- _Records for this exercise_:
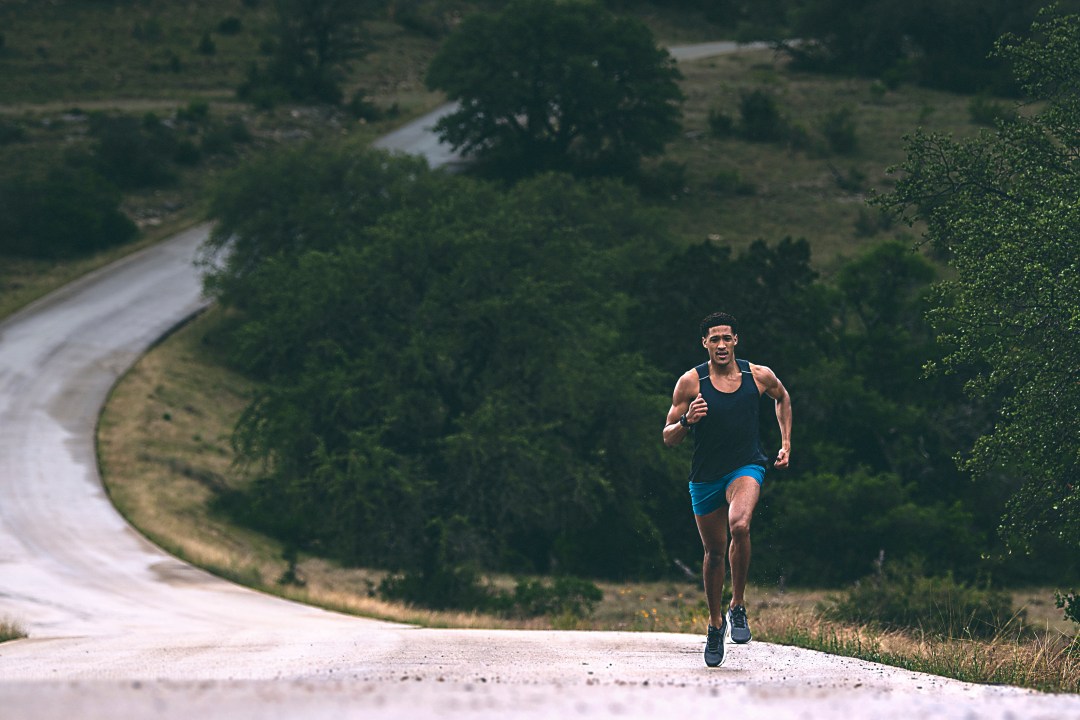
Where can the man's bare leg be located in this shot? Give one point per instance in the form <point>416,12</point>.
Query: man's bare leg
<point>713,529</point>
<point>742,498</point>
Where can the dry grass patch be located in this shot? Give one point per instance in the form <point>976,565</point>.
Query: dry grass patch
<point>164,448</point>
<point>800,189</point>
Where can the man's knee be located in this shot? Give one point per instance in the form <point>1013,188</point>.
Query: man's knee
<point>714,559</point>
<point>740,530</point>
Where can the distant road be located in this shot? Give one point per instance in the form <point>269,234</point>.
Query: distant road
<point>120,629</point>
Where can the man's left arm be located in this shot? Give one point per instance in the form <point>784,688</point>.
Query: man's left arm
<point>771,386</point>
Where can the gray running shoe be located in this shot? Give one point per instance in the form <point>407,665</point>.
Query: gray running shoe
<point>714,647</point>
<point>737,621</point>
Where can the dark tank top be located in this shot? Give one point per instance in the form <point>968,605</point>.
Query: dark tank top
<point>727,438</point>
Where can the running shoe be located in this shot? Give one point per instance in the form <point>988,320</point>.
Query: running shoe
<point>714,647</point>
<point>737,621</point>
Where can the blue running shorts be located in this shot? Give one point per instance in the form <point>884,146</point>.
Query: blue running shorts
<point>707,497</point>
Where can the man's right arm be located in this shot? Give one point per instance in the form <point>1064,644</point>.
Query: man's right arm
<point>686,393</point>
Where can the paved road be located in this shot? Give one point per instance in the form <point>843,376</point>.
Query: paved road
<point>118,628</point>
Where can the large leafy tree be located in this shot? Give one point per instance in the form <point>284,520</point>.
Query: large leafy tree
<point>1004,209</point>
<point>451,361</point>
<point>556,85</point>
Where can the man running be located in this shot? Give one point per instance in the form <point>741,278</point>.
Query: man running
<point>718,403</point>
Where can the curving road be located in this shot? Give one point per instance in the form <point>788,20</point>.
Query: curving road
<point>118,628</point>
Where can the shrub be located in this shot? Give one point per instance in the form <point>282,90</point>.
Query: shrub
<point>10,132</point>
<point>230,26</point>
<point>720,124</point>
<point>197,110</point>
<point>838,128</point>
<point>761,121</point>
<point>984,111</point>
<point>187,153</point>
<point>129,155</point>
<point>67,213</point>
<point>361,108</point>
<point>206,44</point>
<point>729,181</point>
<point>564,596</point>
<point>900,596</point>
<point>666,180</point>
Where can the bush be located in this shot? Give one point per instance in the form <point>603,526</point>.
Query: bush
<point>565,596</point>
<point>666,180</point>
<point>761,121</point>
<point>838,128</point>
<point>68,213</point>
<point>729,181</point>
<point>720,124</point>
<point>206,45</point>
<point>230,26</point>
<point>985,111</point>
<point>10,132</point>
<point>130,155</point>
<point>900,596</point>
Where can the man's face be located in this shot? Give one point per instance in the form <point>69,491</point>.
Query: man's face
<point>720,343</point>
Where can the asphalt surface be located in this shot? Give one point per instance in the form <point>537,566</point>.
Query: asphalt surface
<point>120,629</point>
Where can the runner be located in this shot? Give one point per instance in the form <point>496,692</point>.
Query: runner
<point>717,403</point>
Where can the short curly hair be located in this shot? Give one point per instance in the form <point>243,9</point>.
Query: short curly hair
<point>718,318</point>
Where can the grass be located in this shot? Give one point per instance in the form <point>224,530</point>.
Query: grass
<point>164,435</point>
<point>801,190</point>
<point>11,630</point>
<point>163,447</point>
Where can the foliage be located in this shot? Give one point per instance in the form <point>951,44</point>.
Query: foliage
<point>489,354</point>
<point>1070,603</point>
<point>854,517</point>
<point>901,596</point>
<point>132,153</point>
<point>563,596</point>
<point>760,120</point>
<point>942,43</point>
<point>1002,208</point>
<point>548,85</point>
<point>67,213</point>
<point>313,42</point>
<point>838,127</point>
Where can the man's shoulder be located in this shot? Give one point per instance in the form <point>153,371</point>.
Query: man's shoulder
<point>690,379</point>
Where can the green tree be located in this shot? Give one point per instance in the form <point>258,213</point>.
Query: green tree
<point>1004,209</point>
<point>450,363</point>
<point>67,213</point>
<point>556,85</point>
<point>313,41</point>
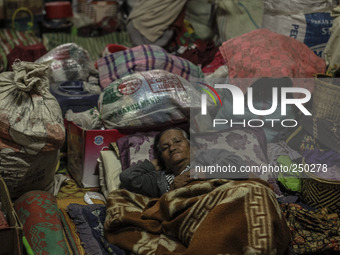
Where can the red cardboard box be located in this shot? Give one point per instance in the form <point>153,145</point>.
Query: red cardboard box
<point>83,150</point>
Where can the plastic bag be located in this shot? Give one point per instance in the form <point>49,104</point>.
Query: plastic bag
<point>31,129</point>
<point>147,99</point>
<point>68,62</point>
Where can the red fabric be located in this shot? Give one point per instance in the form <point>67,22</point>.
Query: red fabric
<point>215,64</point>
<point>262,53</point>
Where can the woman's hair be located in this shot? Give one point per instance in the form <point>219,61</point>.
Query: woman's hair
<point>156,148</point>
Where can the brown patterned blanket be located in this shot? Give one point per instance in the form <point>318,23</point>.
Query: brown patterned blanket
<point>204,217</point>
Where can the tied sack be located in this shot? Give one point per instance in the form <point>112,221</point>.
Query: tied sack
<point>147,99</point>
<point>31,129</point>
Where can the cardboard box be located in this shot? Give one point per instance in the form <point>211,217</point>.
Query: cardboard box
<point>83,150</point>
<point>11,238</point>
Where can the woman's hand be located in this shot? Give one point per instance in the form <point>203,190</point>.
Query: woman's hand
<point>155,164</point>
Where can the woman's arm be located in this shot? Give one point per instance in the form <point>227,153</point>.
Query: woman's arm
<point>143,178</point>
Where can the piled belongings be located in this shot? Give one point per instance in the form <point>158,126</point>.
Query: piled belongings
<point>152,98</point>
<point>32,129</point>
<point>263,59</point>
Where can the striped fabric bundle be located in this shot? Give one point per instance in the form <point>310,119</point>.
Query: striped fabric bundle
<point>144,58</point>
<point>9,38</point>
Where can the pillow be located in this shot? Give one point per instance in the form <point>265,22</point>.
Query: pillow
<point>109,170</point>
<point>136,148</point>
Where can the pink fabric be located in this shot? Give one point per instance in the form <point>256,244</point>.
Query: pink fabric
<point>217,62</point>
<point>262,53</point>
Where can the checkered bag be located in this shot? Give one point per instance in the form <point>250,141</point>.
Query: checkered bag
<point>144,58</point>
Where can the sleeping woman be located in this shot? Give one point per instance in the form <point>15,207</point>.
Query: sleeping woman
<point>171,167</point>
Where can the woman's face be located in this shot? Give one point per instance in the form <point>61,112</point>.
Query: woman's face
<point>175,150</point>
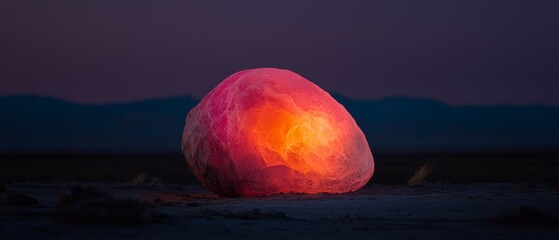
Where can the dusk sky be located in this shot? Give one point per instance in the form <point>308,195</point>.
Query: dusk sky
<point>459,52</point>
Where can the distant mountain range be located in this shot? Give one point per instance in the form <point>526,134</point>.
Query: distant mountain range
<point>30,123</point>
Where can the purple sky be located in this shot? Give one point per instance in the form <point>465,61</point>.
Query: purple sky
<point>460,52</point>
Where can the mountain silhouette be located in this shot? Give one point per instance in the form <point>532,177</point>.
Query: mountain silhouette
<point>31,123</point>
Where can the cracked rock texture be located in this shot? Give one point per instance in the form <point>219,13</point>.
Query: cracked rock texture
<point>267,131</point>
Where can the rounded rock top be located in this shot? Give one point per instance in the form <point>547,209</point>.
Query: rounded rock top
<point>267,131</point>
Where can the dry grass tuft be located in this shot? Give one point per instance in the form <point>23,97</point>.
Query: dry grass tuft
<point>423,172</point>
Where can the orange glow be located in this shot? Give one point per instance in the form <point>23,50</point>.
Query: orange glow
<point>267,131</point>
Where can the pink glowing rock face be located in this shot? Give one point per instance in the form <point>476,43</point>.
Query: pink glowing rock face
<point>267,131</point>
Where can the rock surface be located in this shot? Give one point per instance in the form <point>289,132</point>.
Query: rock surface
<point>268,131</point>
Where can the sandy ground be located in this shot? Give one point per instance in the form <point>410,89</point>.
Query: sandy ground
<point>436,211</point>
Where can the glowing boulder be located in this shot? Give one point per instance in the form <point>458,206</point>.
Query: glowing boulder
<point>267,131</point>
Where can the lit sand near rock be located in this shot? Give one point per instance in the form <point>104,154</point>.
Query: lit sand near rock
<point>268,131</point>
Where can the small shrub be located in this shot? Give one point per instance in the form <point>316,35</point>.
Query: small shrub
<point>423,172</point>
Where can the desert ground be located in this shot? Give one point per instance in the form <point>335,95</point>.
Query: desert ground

- _Directive_: Please turn the data above into a numbered list, starting at the beginning of the data and continuing through the line with "<point>740,530</point>", both ends included. Leave out blank lines and pictures.

- _The solution_:
1. Where can the man's bare leg be located in this shot? Give one point per instance in the form <point>416,12</point>.
2. Query: man's bare leg
3. <point>713,529</point>
4. <point>742,498</point>
5. Where can the dry grass patch be located in this shot? Give one point per instance in the form <point>976,565</point>.
6. Query: dry grass patch
7. <point>164,448</point>
8. <point>800,189</point>
9. Where can the man's knee be located in this shot? Give one point per instance in the form <point>1013,188</point>.
10. Query: man's knee
11. <point>714,559</point>
12. <point>740,530</point>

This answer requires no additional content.